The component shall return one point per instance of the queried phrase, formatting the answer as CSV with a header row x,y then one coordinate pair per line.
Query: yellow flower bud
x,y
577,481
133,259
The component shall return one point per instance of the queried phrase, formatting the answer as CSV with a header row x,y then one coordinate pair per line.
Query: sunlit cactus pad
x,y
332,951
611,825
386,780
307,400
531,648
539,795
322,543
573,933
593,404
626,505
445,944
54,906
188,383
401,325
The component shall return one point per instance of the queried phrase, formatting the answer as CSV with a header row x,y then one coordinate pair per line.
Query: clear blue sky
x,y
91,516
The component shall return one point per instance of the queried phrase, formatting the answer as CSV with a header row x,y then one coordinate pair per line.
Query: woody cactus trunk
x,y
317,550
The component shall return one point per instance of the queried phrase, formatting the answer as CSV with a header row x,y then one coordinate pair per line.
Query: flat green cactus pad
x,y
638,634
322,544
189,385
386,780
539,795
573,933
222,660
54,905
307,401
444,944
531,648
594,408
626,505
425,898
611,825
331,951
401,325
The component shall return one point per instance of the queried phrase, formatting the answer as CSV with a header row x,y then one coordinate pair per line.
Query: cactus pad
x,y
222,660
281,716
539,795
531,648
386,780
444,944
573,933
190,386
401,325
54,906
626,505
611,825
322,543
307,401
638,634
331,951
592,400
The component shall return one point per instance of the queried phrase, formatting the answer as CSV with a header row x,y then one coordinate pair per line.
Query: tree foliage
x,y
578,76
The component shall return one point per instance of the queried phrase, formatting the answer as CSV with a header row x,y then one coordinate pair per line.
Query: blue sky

################

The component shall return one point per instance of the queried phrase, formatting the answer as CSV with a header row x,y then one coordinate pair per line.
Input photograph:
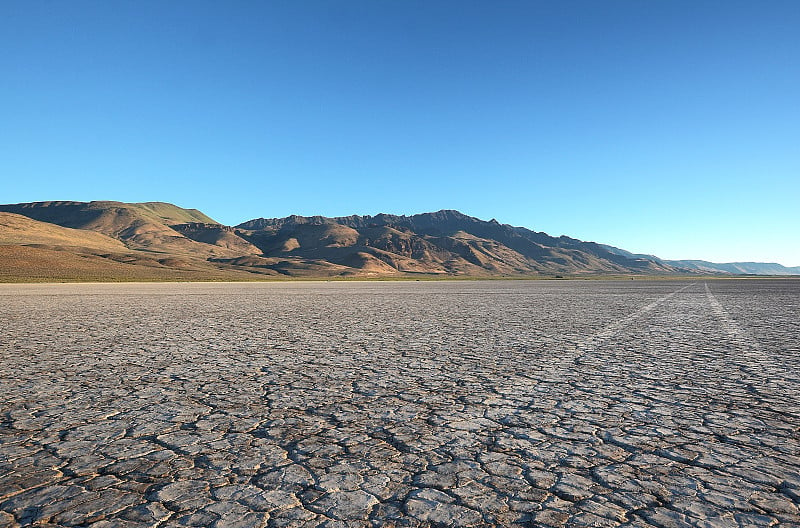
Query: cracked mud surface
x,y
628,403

################

REQUIRED TASK:
Locate every line in the items above that contains the string "Query" and copy each of those lines in full.

ANSWER FOR THIS EXERCISE:
Query: yellow flower bud
Query: sunlit cactus pad
Query: clear blue sky
Query: woody cactus trunk
Query: flat green cactus pad
Query: cactus pad
Query: tree foliage
Query: blue sky
Query: cracked mud surface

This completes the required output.